Excerpt to read:
***

At the end of each block in which they purchased the DS, participants indicated their subjective trust in the support on a scale from 1 to 10 (by answering “How much did the system help you in the task?”) and their subjective assessment of the system performance with the same scale (by answering “How good was the system in distinguishing between cases in which an intervention was needed or not needed?”).

Figure 3 depicts the different correlation levels between the human and the DS’s observed values and judgment (i.e., redundancy levels). The upper panel depicts the DS observed value, and the lower panel depicts the DS judgment, which was converted with unbiased decision thresholds. The visualizations highlight how the correlation between the human and the DS’ observed value affects the total information. Lower correlations result in more unique information and, thus, lower redundancy, while higher correlations result in less unique information and higher redundancy. It demonstrates the trade-off between uniqueness and consistency in decision making. Lower redundancy levels broaden the range of perspectives and potential insights, while higher redundancy levels reinforce consistent information.

Figure 3.

Participants’ observed value versus DS’s observed value (upper panel) and DS’ judgment (lower panel) for Signal (∘) and Noise (+) events.

As the correlation between the two information sources increases, the overlap in the information they provide also increases, resulting in redundancy, which effectively reduces the total informational gain from both sources. When two information sources are completely redundant (r = 1), the mutual information is maximal so that a source provides no additional information beyond what is already given by the other. On the other hand, with no correlation at all (r = 0), the mutual information is minimal, meaning each source provides unique information that reduces uncertainty maximally. Given the correlation coefficient r, the mutual information I(X;Y) for jointly Gaussian variables is: $I (X; Y) = - \frac{1}{2} \log (1 - r^{2})$ (Cover & Thomas, 2006). For the specific correlation levels (0, 0.25, 0.5, 0.75, 1) in Figure 3, the corresponding mutual information values are $(0, . 01, . 06, . 18, \to \infty)$ .

The DS sensitivity depicted in Figure 3 (d′ = 1), was the same across all redundancy levels. The sensitivity reflects the number of correct and wrong classifications. Figure 3 shows that at high redundancy conditions, False Positive (+) and False Negative (∘) errors aligned with participants’ observed values—False Positives occurred with high observed values, and False Negatives with low observed values. In contrast, these errors were not correlated with observed values at low redundancy levels. Consequently, detecting DS mistakes in high redundancy levels was more difficult because they aligned with the participants’ observed value.

***

Supplied information:
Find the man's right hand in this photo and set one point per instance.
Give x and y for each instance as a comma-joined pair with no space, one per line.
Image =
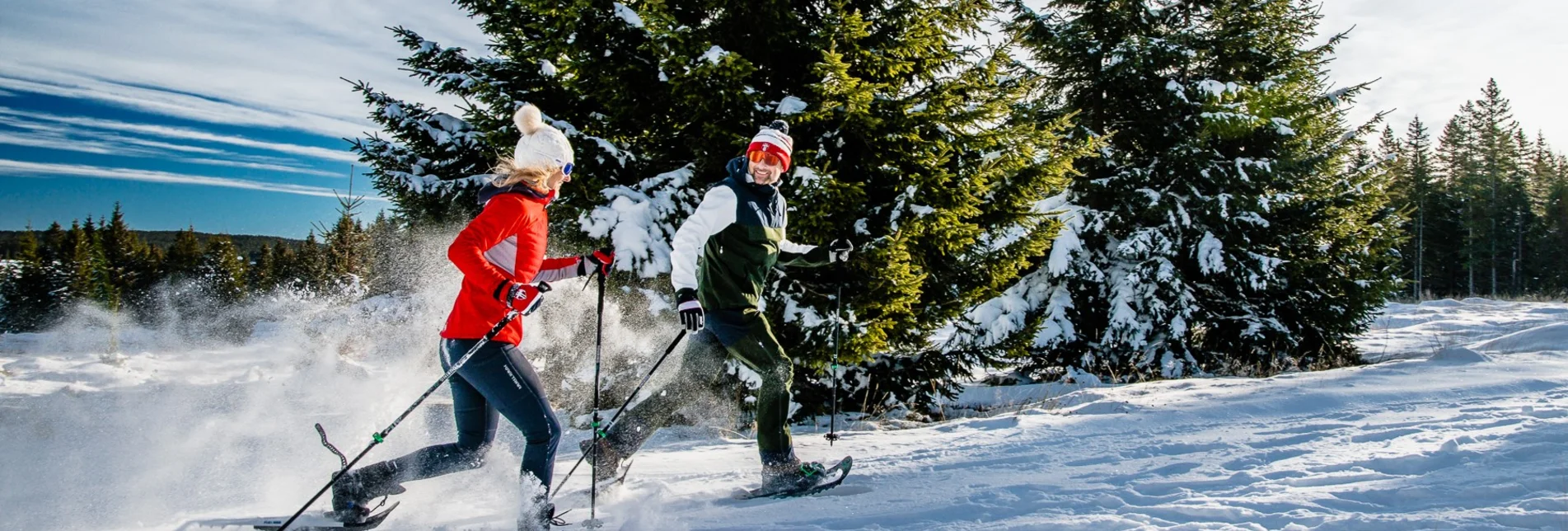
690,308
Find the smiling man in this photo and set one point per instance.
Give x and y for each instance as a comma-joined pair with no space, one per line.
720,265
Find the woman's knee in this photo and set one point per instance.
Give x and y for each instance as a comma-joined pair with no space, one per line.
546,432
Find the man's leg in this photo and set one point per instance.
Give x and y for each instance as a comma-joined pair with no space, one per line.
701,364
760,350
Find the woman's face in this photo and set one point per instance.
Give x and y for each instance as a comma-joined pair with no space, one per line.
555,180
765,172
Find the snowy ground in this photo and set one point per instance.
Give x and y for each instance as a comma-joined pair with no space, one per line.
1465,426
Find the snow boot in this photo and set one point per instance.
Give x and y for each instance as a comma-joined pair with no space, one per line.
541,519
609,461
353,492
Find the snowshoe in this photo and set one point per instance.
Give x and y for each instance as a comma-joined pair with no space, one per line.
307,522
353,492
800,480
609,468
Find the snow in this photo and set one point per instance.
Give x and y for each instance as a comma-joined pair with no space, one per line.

***

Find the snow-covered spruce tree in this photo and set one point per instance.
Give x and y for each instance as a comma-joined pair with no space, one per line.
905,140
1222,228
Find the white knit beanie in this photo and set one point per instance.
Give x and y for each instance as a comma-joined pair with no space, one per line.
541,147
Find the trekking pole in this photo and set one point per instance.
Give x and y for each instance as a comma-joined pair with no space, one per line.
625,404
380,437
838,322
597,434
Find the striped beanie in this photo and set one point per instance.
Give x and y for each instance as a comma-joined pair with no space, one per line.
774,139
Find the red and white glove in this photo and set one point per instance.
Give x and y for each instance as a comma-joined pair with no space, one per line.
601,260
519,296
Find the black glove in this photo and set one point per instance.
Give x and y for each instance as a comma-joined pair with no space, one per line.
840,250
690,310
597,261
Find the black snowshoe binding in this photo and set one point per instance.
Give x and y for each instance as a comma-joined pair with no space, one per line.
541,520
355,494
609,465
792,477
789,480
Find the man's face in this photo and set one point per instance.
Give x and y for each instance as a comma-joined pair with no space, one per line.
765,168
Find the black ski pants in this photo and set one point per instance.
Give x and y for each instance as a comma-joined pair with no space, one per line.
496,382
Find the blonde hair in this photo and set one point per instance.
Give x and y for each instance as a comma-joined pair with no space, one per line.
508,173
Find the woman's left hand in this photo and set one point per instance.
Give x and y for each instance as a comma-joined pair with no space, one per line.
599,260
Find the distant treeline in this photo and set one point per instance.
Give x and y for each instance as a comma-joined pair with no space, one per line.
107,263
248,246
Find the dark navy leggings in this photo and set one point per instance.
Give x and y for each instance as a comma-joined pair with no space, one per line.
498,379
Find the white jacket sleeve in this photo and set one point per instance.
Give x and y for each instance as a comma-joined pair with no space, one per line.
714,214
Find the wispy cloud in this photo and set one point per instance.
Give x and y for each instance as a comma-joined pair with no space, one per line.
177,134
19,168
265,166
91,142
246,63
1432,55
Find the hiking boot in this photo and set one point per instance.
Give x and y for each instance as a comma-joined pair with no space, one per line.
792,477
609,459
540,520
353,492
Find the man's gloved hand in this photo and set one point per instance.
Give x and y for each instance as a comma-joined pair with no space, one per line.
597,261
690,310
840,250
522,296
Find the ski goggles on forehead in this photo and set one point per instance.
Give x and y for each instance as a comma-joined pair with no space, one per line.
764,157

***

Exercise tasks:
1. Answer from the redundancy excerpt:
(a) On what scale did participants rate their subjective trust in the support?
(b) What DS sensitivity (d′) was used across all redundancy levels?
(c) What mutual information value corresponds to a correlation level of 0.5?
2. Write a continuation of the redundancy excerpt, picking up right after its final sentence.
The items above play no part in what is asked here.

In response:
1.
(a) A scale from 1 to 10.
(b) d′ = 1.
(c) .06

2.
Results

Purchase Decisions

We analyzed the purchase decisions with a Mixed Effects Logistic Regression with system sensitivity (d’) and redundancy level as fixed effects, experimental block as a repeated measures variable, and participants’ ID as a random effect. The interaction between system d’ and redundancy level was not significant (p = .16). To maintain a simpler model, we excluded the nonsignificant interaction. The odds for participants to purchase the system decreased with higher redundancy, b = −1.5, p < .001, SE = .17, Odds Ratio (OR) = 0.22, 95% CI [.16 – .31]. Conversely, the odds of purchasing the system increased with a higher system d’, b = 1.61, p < .001, SE = .15 OR = 5, 95% CI [3.69 – 6.78]. Block was not a significant predictor for purchase decision (PD). The interaction between the system d’ and redundancy was not significant, so the participants’ tendency to purchase low redundancy DS was similar for all sensitivity levels. Figure 4 shows the main effects of system d’ and redundancy level on PD.

Figure 4.

Mean purchases of DS by system d’ and redundancy. The error ranges represent standard errors.

To ensure that counterbalancing the option to purchase the DS between Blocks 4 and 5 did not influence participants’ behavior, we conducted a z-test for two proportions using Python’s statsmodels library (Seabold & Perktold, 2010). This test compared the purchase rates between participants who were given the option in Block 4 and Block 5. 123 of 220 participants (.56) chose to purchase the DS in Block 4, and 142 of 236 participants (.6) did so in Block 5. There was no significant difference in the proportions of participants who purchased the DS between the two blocks $(z = - 0.92, p = 0.29)$ .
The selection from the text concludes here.